─── Available data ───

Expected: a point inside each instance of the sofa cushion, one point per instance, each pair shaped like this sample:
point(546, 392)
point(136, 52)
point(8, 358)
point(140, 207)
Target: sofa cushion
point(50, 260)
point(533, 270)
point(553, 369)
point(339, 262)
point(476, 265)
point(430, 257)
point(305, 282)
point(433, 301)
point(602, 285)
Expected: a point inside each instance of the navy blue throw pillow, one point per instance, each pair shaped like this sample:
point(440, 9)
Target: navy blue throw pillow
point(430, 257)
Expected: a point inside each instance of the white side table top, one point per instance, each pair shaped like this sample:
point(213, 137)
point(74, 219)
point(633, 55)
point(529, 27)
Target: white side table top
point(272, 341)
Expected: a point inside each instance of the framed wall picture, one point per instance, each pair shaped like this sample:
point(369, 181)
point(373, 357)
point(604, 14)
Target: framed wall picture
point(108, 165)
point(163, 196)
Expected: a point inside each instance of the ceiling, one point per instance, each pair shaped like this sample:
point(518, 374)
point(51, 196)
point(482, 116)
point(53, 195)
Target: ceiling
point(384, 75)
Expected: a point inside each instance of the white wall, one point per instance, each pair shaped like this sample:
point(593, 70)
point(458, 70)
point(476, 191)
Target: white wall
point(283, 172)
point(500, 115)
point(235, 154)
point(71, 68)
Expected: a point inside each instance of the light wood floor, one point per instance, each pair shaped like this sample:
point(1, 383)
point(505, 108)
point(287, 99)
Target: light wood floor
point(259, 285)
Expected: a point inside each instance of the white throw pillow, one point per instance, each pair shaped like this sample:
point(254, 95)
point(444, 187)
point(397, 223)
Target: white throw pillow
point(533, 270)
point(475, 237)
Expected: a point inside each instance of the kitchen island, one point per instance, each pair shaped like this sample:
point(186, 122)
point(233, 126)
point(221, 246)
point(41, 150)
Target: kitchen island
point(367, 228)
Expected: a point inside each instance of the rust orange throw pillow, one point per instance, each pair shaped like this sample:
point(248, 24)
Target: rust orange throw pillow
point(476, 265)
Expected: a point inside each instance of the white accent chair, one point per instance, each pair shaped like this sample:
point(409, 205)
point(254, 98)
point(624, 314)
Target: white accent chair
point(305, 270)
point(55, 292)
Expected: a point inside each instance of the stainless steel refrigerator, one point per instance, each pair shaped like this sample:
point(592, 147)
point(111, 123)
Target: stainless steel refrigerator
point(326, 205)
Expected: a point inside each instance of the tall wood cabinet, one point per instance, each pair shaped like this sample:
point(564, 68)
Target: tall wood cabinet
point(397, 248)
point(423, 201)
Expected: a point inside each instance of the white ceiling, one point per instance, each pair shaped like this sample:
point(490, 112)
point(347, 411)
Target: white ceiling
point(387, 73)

───

### Written request
Reproduce every row above, word for word and in its original order.

### Correct answer
Expected: a point inside each instance of the sofa cushion, one point per instance, each pair shaped like this sample:
point(546, 392)
point(136, 52)
point(8, 358)
point(140, 207)
Target: sofa cushion
point(50, 260)
point(533, 270)
point(553, 369)
point(339, 262)
point(476, 265)
point(430, 257)
point(305, 282)
point(433, 301)
point(602, 285)
Expected: a point inside each instance of the navy blue throw pillow, one point per instance, each pair shaped like this sample:
point(440, 9)
Target: navy blue throw pillow
point(430, 257)
Expected: a point inside each instance of the white side table top, one point per instance, each pair shaped like this sample:
point(213, 137)
point(74, 219)
point(633, 55)
point(529, 27)
Target: white side table top
point(272, 341)
Expected: a point inside each instance of the framed wall picture, one point per instance, each pair shaped like this sample:
point(369, 181)
point(373, 357)
point(604, 14)
Target: framed wall picture
point(108, 165)
point(163, 196)
Expected: a point inside each instance of the ceiling, one point per instance, each pair shaped like this sample:
point(518, 374)
point(51, 196)
point(482, 116)
point(53, 195)
Target: ceiling
point(384, 75)
Expected: a point inside each instance of the white wall, one point per instance, each pair shaped like this sample:
point(593, 70)
point(458, 70)
point(476, 191)
Target: white wall
point(283, 172)
point(500, 115)
point(235, 154)
point(71, 68)
Expected: a point inside each instance of the light wood floor, one point per instance, each pair shaped like this sample:
point(1, 383)
point(505, 108)
point(287, 99)
Target: light wood floor
point(259, 285)
Expected: a point inside each instance of the white throw pillow, one point per instance, each pair shaped like this sample:
point(254, 95)
point(444, 187)
point(397, 223)
Target: white throw pillow
point(533, 270)
point(475, 237)
Expected: a point inside each instance of the kitchen island, one point per instance, each pair shaped like this sample:
point(186, 122)
point(233, 126)
point(221, 246)
point(41, 150)
Target: kitchen island
point(367, 228)
Expected: a point inside each instance of the rust orange throw pillow, one point per instance, each pair shaped like this sample:
point(248, 24)
Target: rust orange throw pillow
point(476, 265)
Expected: a point inside each instance of the white accent chair, one point per instance, each pair shaped like this sample:
point(409, 205)
point(254, 98)
point(624, 314)
Target: white accent chair
point(305, 270)
point(55, 292)
Expected: a point inside each instance of the stainless steel refrigerator, one point per instance, each pair shaped like this sample:
point(592, 147)
point(111, 123)
Target: stainless steel refrigerator
point(326, 205)
Expected: a point inside each instance of the tall wood cabinet, one point per instance, each pair shaped like this sample:
point(564, 68)
Target: tall wood cabinet
point(397, 248)
point(423, 201)
Expected: a point inside each instance of the white ceiling, one point per instance, each pair shaped like this sample:
point(490, 112)
point(347, 411)
Target: white ceiling
point(387, 73)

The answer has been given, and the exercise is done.